** Start of STORED ROWS **

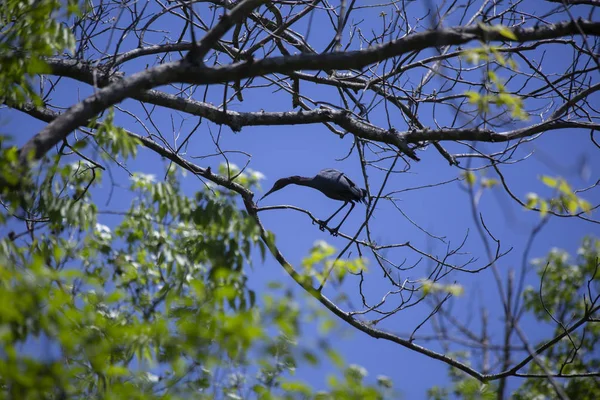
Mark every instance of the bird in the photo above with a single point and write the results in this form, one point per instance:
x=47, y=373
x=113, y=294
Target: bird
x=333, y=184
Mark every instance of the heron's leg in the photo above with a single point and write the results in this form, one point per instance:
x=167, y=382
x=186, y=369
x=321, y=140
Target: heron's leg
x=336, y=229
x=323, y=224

** End of STORED ROWS **
** Start of STORED ROWS **

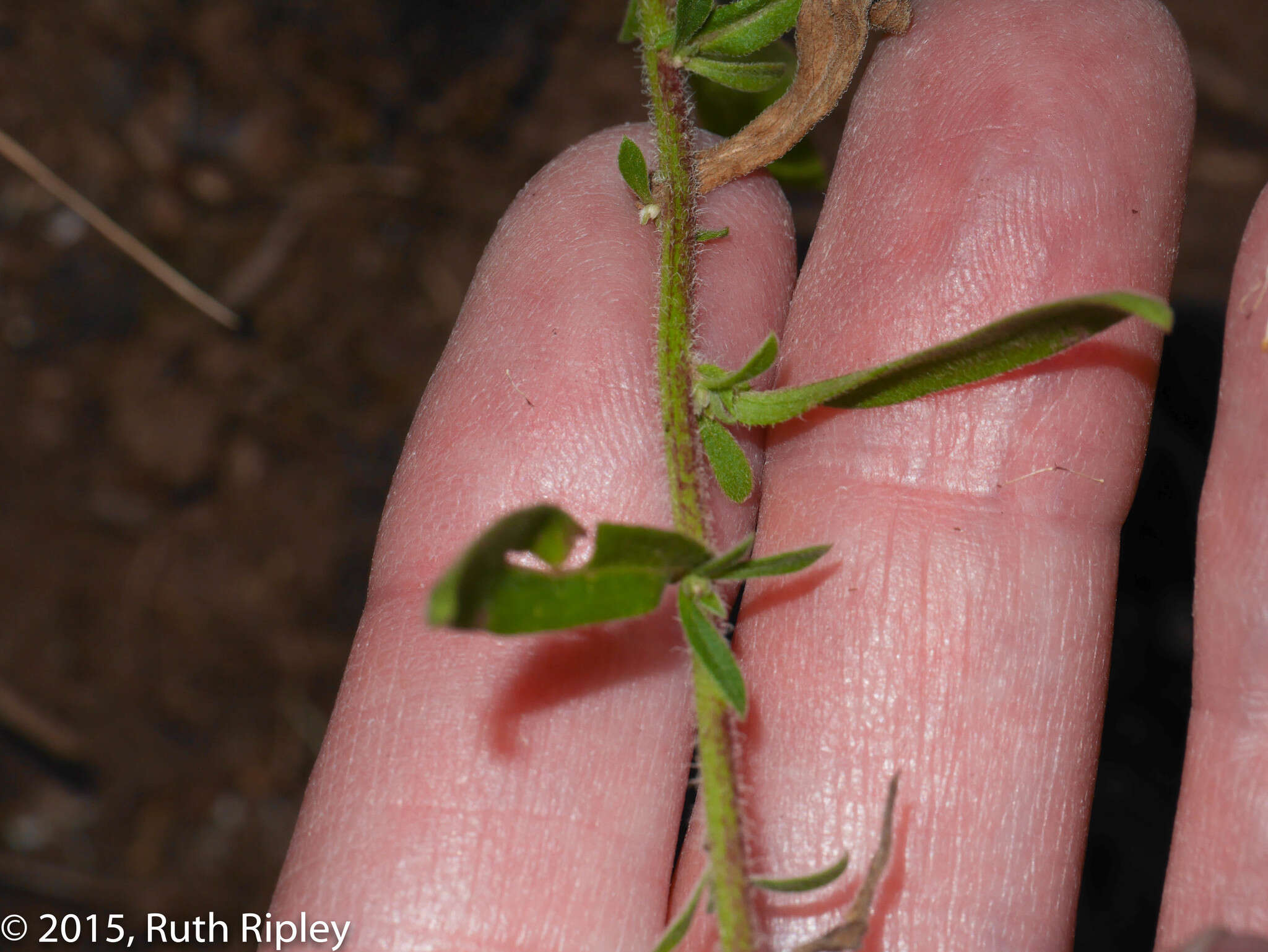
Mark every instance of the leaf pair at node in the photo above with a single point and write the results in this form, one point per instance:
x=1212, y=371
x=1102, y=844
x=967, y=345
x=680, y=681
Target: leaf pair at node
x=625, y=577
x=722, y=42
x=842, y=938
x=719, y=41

** End of STORED ROWS **
** Start of STORED ROWS **

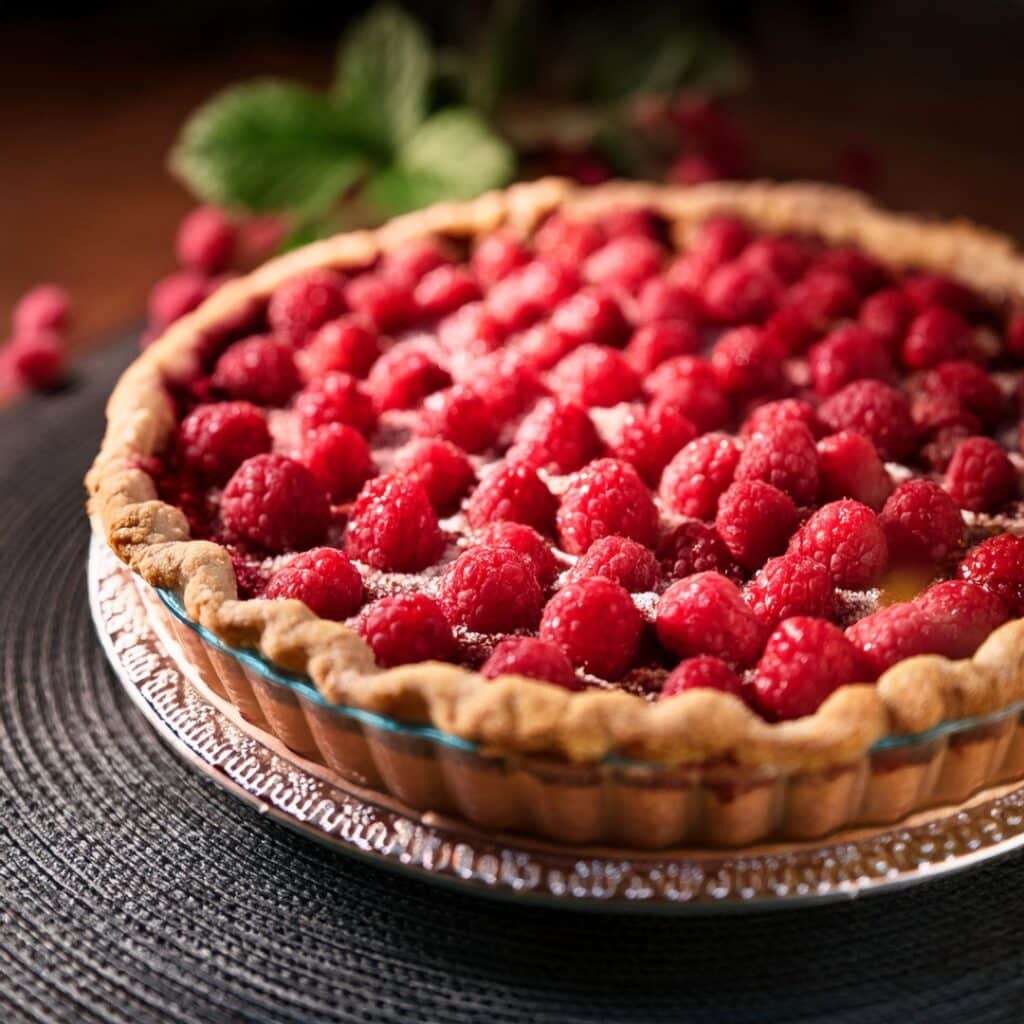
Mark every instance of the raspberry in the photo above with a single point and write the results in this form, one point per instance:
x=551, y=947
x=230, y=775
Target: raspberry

** End of STORED ROWS **

Copy out the entries word for word, beginning with the line containing "Mark every instance of the bird" and continuing through the line containing "x=333, y=184".

## RESPONSE BELOW
Mark every instance of the bird in the photo above with a single point and write the results in this form, one point per instance:
x=47, y=373
x=113, y=294
Target: bird
x=333, y=184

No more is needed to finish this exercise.